▶ _Set task_
Repeat the material below exactly, line for line.
---------- Extracted information
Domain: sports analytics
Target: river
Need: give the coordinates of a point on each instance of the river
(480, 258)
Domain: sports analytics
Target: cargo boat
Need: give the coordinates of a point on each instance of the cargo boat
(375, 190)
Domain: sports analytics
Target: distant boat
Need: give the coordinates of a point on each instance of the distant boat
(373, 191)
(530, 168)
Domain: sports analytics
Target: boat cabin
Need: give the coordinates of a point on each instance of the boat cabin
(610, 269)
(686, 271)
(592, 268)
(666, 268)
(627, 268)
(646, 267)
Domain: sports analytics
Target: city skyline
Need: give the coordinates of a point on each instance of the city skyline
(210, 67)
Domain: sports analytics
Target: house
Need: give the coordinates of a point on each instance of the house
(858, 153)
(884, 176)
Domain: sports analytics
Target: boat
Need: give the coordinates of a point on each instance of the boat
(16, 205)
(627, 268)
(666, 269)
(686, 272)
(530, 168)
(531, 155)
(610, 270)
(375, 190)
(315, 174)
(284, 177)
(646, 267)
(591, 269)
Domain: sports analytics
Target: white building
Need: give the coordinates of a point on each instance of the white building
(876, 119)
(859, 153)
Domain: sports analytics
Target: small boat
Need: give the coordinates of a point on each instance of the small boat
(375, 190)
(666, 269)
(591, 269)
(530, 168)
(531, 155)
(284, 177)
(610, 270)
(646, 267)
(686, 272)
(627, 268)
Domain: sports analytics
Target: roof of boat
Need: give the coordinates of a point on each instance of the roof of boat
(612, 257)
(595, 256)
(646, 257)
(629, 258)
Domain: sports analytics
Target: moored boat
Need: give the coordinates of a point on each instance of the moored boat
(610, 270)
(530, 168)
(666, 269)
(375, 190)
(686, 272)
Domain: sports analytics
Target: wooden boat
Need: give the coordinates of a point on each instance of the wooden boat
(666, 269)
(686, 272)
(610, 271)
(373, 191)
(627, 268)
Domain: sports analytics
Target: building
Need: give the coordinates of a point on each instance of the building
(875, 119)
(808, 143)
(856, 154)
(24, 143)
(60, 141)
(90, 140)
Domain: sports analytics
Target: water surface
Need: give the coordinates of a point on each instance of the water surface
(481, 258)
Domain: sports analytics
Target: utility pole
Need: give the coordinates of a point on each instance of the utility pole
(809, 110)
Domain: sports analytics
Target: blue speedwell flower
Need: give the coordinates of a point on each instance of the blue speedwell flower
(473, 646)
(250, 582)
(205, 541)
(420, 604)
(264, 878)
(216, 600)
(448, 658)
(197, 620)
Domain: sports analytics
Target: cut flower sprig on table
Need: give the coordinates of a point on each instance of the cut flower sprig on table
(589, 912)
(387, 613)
--------------------
▶ _Answer to the task_
Domain: sports analytics
Target: river
Need: give the coordinates of a point on each instance of the river
(480, 258)
Domain: sports analytics
Target: cargo boat
Need: give the coordinates of a point on each instance of the cargo boat
(375, 190)
Domain: sports analytics
Target: distant boat
Need: give the coordinates of a point on each instance of the distant boat
(373, 191)
(530, 168)
Domain: sports analytics
Target: boat cabin
Need: give the coordinates of a point on each instance of the boat cabin
(610, 269)
(686, 271)
(592, 268)
(666, 268)
(627, 268)
(646, 267)
Domain: sports analytics
Target: city skyline
Need: give the coordinates of a point on each instance of the city skyline
(210, 67)
Domain: sports analytics
Target: house
Need: give the coordinates of a point on each instance of the house
(858, 153)
(884, 176)
Domain: sports analytics
Target: boat
Need: give the coordinates of a point on each instance of the boat
(16, 205)
(627, 268)
(666, 269)
(686, 272)
(530, 168)
(531, 155)
(610, 270)
(375, 190)
(315, 174)
(284, 177)
(646, 267)
(591, 269)
Domain: sports analytics
Target: white building
Need: give the coordinates of a point on each instance of the white building
(876, 119)
(859, 153)
Domain: sports analytics
Target: small boat
Need: give the coordinates of a point on each instance of the small boat
(375, 190)
(666, 269)
(591, 269)
(530, 168)
(531, 155)
(284, 177)
(610, 270)
(646, 267)
(686, 272)
(627, 268)
Domain: sports analytics
Target: roof of boat
Need: give the coordinates of a point on each instance of the roof of boat
(612, 257)
(595, 256)
(646, 257)
(629, 258)
Domain: sports analytics
Target: moored boat
Need: give the coordinates of a point on each instance of the moored boat
(610, 270)
(530, 168)
(666, 269)
(375, 190)
(686, 272)
Domain: sports analytics
Target: wooden boat
Need: give the coordinates of a point on each instance of the wooden boat
(666, 269)
(686, 272)
(610, 271)
(373, 191)
(627, 268)
Domain: sports analytics
Target: building
Need: give the coordinates of a point on each instance of the building
(875, 119)
(808, 143)
(856, 154)
(24, 143)
(60, 141)
(90, 140)
Domain: sports analytics
Target: water surface
Need: give the coordinates of a point on each instance of the water surface
(481, 258)
Domain: sports analytics
Target: utility pole
Need: give the coordinates of a point on each instance of the utility pole
(809, 110)
Domain: sports analytics
Target: blue speedwell flower
Need: give the coordinates of a point on each instance of the blue speedwell flower
(473, 646)
(250, 582)
(205, 541)
(420, 604)
(264, 878)
(216, 600)
(448, 658)
(197, 620)
Domain: sports analytics
Target: cut flower sprig on table
Need: give the coordinates of a point on each instance of the cut flower sprig on table
(589, 912)
(387, 613)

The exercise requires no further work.